WORK INSTRUCTIONS - Copy the entries below exactly; any picture among them should be left out.

------ EXERCISE DATA ------

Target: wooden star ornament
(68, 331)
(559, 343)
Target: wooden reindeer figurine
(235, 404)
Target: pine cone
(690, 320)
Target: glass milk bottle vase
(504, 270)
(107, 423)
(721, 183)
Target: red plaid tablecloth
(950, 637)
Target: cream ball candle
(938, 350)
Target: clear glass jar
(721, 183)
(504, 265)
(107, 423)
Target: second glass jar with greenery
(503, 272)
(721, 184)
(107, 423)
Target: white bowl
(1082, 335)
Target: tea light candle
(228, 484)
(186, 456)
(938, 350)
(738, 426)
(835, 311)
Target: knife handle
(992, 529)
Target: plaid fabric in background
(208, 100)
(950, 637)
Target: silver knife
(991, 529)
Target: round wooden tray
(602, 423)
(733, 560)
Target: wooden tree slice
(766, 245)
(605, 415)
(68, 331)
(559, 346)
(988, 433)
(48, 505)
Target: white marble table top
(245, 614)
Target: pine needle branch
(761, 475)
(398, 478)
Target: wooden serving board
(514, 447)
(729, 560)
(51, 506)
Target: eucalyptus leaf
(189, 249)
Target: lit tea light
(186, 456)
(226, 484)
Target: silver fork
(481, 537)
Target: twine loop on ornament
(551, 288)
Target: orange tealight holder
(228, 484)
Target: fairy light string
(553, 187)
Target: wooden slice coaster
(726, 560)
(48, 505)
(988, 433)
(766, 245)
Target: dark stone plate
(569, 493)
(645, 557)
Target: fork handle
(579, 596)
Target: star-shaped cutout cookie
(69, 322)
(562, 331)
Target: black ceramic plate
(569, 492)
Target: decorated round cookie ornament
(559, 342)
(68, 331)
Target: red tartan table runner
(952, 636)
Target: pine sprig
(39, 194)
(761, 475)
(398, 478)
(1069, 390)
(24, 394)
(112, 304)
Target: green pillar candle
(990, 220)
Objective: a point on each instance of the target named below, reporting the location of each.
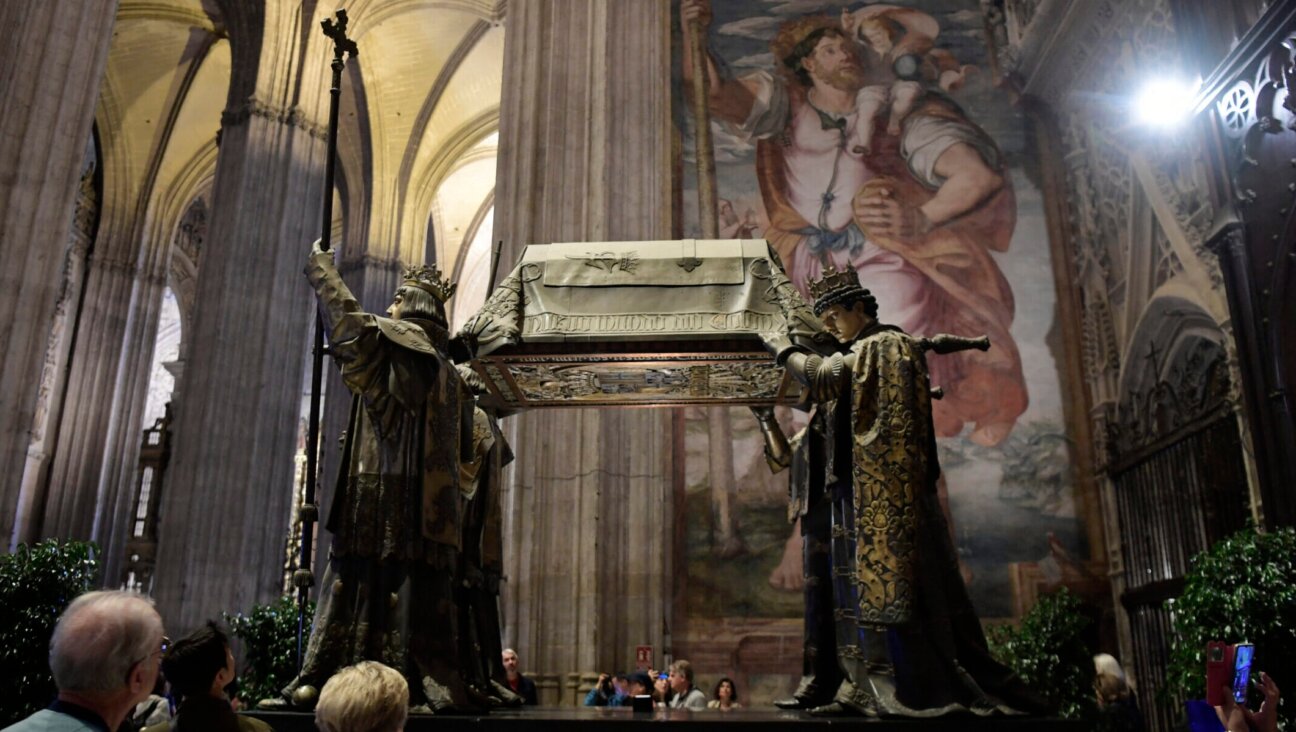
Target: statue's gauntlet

------

TASK SOLUTION -
Target: wooden star ornament
(68, 331)
(559, 343)
Target: wooden reindeer figurine
(235, 404)
Target: pine cone
(690, 320)
Target: glass milk bottle vase
(504, 270)
(107, 423)
(721, 183)
Target: red plaid tablecloth
(950, 637)
Target: cream ball candle
(938, 350)
Target: clear glass jar
(721, 183)
(504, 265)
(107, 423)
Target: second glass jar with greenery
(503, 272)
(721, 184)
(107, 423)
Target: white bowl
(1082, 335)
Target: tea light candle
(228, 484)
(186, 456)
(938, 350)
(738, 426)
(835, 311)
Target: knife handle
(992, 529)
Target: plaid fabric in background
(208, 100)
(950, 637)
Target: silver knife
(991, 529)
Target: round wooden tray
(602, 423)
(733, 560)
Target: wooden tree slice
(766, 245)
(605, 415)
(68, 331)
(559, 346)
(988, 433)
(48, 505)
Target: white marble table top
(245, 614)
Target: pine needle branch
(761, 475)
(398, 478)
Target: wooden serving board
(514, 447)
(729, 560)
(51, 506)
Target: eucalyptus leaf
(189, 249)
Target: lit tea light
(186, 456)
(226, 484)
Target: silver fork
(481, 537)
Target: twine loop on ornament
(551, 288)
Target: orange tealight holder
(228, 484)
Target: fairy light string
(553, 187)
Target: wooden slice coaster
(726, 560)
(48, 505)
(988, 433)
(766, 245)
Target: dark stone plate
(569, 493)
(645, 557)
Target: fork handle
(579, 596)
Target: star-shaped cutout cookie
(69, 322)
(562, 331)
Target: black ceramic plate
(569, 492)
Target: decorated round cookie ornament
(559, 342)
(68, 331)
Target: red tartan table runner
(952, 636)
Target: pine sprig
(39, 194)
(761, 475)
(398, 478)
(1069, 390)
(24, 394)
(112, 304)
Target: green pillar candle
(990, 220)
Objective: a point on each instance of the target named below, reporting the location of each.
Target: statue's gauntlet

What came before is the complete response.